Extract the lines that carry the string "white" from the listing.
** Opening Material provided block **
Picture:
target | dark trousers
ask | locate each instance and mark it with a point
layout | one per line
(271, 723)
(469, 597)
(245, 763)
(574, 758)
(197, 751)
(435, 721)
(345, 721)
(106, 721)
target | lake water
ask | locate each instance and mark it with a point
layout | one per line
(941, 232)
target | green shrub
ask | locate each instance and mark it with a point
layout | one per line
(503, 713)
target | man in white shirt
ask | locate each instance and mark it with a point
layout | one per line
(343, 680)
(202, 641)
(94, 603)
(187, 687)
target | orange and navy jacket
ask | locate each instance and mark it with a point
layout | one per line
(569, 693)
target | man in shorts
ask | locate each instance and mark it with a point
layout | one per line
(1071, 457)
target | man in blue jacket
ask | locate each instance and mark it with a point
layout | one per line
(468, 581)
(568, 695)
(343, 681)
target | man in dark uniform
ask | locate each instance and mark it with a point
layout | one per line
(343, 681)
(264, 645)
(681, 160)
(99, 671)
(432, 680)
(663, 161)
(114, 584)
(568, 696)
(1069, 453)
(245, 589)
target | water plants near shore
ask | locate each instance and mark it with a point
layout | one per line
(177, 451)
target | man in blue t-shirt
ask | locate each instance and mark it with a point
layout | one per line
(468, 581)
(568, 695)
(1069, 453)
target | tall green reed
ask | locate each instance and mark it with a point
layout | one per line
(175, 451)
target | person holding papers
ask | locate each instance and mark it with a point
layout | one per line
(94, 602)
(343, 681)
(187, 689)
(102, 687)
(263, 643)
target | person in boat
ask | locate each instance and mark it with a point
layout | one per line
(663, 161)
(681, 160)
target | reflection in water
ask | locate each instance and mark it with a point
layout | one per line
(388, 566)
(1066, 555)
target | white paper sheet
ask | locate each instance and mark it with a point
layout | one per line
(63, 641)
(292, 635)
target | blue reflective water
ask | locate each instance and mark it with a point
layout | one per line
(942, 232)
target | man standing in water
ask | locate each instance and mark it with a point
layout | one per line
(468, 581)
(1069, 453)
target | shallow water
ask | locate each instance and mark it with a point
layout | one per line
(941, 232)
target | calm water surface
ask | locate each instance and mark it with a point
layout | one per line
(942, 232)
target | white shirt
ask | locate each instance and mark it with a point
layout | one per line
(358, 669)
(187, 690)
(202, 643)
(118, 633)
** Closing Material provided block **
Written solution
target | man in white shirt
target | white paper sheet
target | white shirt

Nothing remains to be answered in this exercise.